** begin DOCUMENT PASSAGE **
AI-Commandos / LLaMa2lang

Convenience scripts to finetune (chat-)LLaMa3 and other models for any language
Apache License 2.0
276 stars 32 forks source link

[Bug] Error with benchmarking: 'NoneType' object is not iterable #64

Closed samolego closed 6 months ago

samolego commented 6 months ago

Branch main

Environment RAM/vRAM

Script with parameters

python benchmark.py en sl "opus, m2m_418m, m2m_1.2b, madlad_3b, madlad_7b, madlad_10b, madlad_7bbt, mbart, nllb_distilled600m, nllb_1.3b, nllb_distilled1.3b, nllb_3.3b, seamless"  # Try to benchmark

Data layout or HF dataset opsu-100

Problem description/Question i'm getting an error when trying to benchmark the translator models ... I ran the above command and get the following output:

[---- LLaMa2Lang ----] Starting benchmarking from en to sl for models ['opus'] on 100 records on device cuda:0
[---- LLaMa2Lang ----] No translation possible from en to sl
Traceback (most recent call last):
  File "benchmark.py", line 109, in <module>
    main()
  File "benchmark.py", line 98, in main
    translated += translator.translate([s[source_language]], source_language, model_target_language)
** end DOCUMENT PASSAGE **
* WHAT TO PRODUCE *
Copy out the LLaMa2lang bug report above word for word, from its first line to its last.
** begin GIVEN MATERIAL **
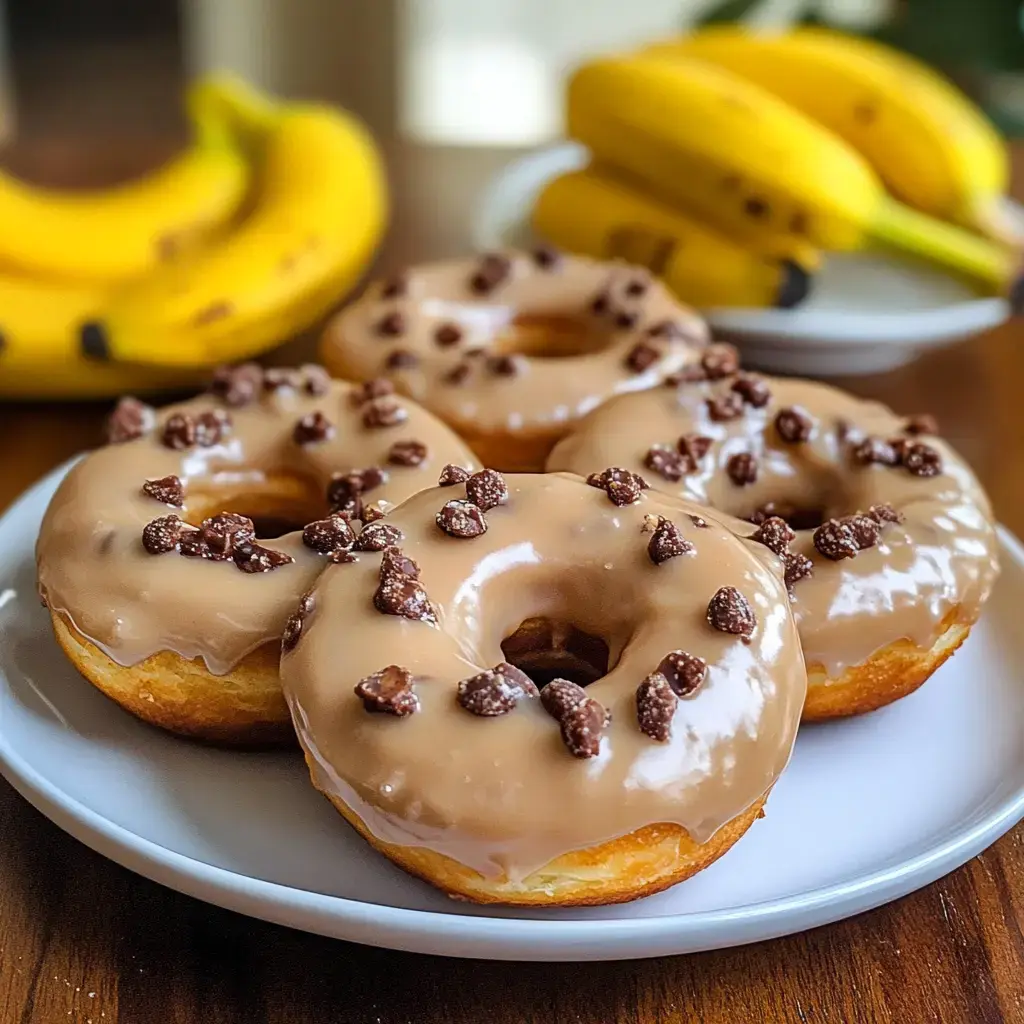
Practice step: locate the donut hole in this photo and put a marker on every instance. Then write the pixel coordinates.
(548, 648)
(550, 337)
(276, 505)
** end GIVEN MATERIAL **
* THE RESULT *
AI-Commandos / LLaMa2lang

Convenience scripts to finetune (chat-)LLaMa3 and other models for any language
Apache License 2.0
276 stars 32 forks source link

[Bug] Error with benchmarking: 'NoneType' object is not iterable #64

Closed samolego closed 6 months ago

samolego commented 6 months ago

Branch main

Environment RAM/vRAM

Script with parameters

python benchmark.py en sl "opus, m2m_418m, m2m_1.2b, madlad_3b, madlad_7b, madlad_10b, madlad_7bbt, mbart, nllb_distilled600m, nllb_1.3b, nllb_distilled1.3b, nllb_3.3b, seamless"  # Try to benchmark

Data layout or HF dataset opsu-100

Problem description/Question i'm getting an error when trying to benchmark the translator models ... I ran the above command and get the following output:

[---- LLaMa2Lang ----] Starting benchmarking from en to sl for models ['opus'] on 100 records on device cuda:0
[---- LLaMa2Lang ----] No translation possible from en to sl
Traceback (most recent call last):
  File "benchmark.py", line 109, in <module>
    main()
  File "benchmark.py", line 98, in main
    translated += translator.translate([s[source_language]], source_language, model_target_language)